> _Exercise_
Rewrite every row below, changing "Pick out" to "Locate" wherever it appears and keeping everything else identical. Omit the pictures from your output.

> _Given entries_
====

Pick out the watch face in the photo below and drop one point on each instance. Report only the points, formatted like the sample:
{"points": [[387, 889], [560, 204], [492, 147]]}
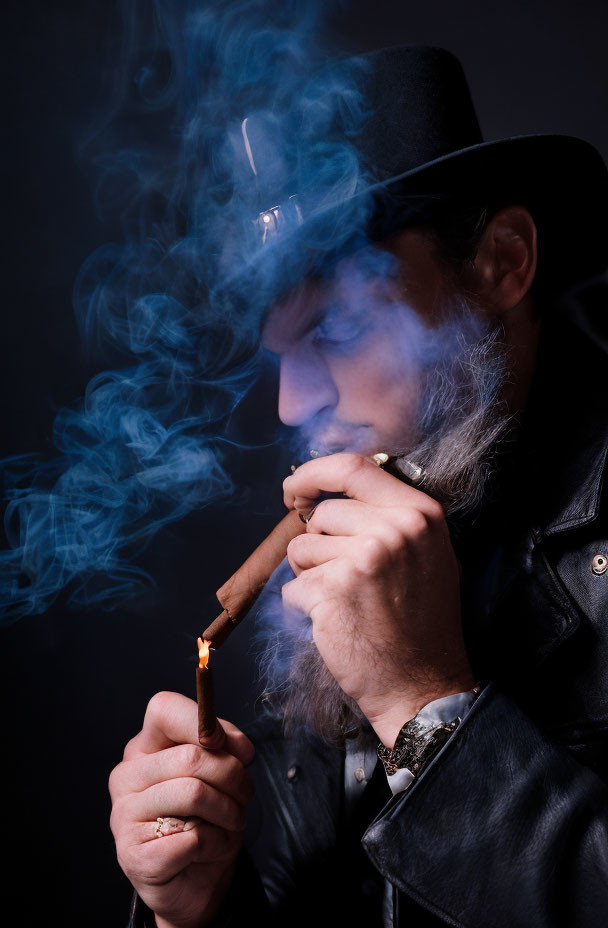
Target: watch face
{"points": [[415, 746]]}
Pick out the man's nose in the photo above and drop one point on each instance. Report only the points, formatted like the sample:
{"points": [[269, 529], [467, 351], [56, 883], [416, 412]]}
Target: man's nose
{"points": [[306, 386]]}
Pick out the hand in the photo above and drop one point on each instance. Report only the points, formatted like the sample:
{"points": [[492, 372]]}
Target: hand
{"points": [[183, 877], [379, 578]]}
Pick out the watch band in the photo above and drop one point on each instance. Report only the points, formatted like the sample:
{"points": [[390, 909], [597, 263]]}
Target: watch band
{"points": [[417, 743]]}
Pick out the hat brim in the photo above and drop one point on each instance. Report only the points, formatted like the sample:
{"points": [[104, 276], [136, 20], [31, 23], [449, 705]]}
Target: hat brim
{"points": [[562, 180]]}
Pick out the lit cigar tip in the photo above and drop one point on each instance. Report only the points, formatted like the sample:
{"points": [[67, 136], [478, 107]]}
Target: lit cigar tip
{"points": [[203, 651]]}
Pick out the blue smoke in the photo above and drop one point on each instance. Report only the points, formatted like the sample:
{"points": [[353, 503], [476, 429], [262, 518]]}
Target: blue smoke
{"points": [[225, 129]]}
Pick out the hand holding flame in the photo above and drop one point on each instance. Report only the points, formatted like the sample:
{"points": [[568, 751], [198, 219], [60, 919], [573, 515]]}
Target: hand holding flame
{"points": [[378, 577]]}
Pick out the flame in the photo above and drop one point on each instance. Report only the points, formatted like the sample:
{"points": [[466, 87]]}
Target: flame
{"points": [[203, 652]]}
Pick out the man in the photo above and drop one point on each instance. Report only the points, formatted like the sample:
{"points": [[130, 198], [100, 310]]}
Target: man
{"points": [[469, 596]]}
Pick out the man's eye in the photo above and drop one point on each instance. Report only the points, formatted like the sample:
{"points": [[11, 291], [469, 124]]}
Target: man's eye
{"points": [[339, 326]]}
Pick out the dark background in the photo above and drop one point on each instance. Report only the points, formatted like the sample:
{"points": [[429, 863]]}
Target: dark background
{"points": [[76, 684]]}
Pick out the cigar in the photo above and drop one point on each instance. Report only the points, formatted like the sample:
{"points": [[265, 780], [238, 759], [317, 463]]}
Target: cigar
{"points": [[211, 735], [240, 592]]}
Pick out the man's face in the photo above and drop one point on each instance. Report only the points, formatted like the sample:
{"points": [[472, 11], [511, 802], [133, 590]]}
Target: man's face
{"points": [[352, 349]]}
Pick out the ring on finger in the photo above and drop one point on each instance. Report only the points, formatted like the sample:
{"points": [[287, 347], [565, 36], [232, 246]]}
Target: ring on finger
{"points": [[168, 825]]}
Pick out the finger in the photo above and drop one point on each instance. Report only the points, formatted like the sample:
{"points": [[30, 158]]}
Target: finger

====

> _Answer to this problem_
Locate the watch face in the photo below and drop one point on each instance. Report only the points, formatted like the sample:
{"points": [[387, 889], [560, 204], [492, 147]]}
Target: watch face
{"points": [[415, 746]]}
Locate the man's nose in the photo above and drop one point on each instance. Report only the points, formatted like the sample:
{"points": [[269, 529], [467, 351], [56, 883], [416, 412]]}
Target: man's nose
{"points": [[306, 386]]}
Locate the hand in the photo above and drop one point on each instance. Report only the points, formatted like the sample:
{"points": [[492, 372]]}
Target: hand
{"points": [[183, 877], [379, 578]]}
Locate the watch band in the photo above and drop one point on each instance. Report only the points, formatted like the sample:
{"points": [[390, 909], [597, 263]]}
Target: watch band
{"points": [[417, 743]]}
Locate the hat brim in the photo above and drop one point on each instance. Report only the points, formatted like the sample:
{"points": [[104, 276], [136, 20], [31, 23], [449, 705]]}
Target: hat brim
{"points": [[562, 180]]}
Locate the lit cigar tip in the photo above and drop one point on each instance. Report only the points, formatted like the sample:
{"points": [[67, 136], [478, 107]]}
Target: lit cigar tip
{"points": [[203, 651]]}
Locate the blue smoke in the photo above and drop one point on each instance. Report only the points, formatted like the sample:
{"points": [[353, 503], [476, 429], [262, 518]]}
Target: blue smoke
{"points": [[225, 129]]}
Locate the hand holding flame in the photo above and drop one point on each instance. Report only the points, formatted like the sample:
{"points": [[568, 751], [198, 219], [60, 919], [573, 515]]}
Target: hand holding flame
{"points": [[378, 577]]}
Locate the flame in the photo above and drop one point on each instance. Report only the points, formatted like the sample:
{"points": [[466, 87]]}
Target: flame
{"points": [[203, 652]]}
Locate the man in the photo above and drop one point on each instance. Report only the points, formatted like the sample:
{"points": [[130, 198], [100, 310]]}
Target: man
{"points": [[469, 596]]}
Locate the man's eye in the photo above and drop one point on each instance. Report only the points, formatted like the sample:
{"points": [[11, 291], [469, 124]]}
Target: man's eye
{"points": [[339, 326]]}
Locate the dark background in the photo above and drop one point on each instance. Report only the points, formatted like the sample:
{"points": [[429, 863]]}
Target: dark background
{"points": [[76, 684]]}
Locate the cigar in the photo above and drop one point on each instance. Report only the points, formatted like the sample:
{"points": [[265, 780], [238, 759], [317, 463]]}
Target: cigar
{"points": [[211, 735], [240, 592]]}
Locate the man's face in the photo above and drop one point on each instance. Report only the points, formatted like the sample:
{"points": [[472, 11], [511, 802], [133, 590]]}
Target: man's face
{"points": [[352, 349]]}
Locate the ring on finger in the photo above and drop one point on each instance. Report only the points, formatted like the sample:
{"points": [[287, 347], [565, 36], [232, 246]]}
Target: ring on finger
{"points": [[168, 825]]}
Locate the finger in the photo above and drop one point on each instance. Report only the points, formatted like the sample:
{"points": [[30, 158]]}
Target: finger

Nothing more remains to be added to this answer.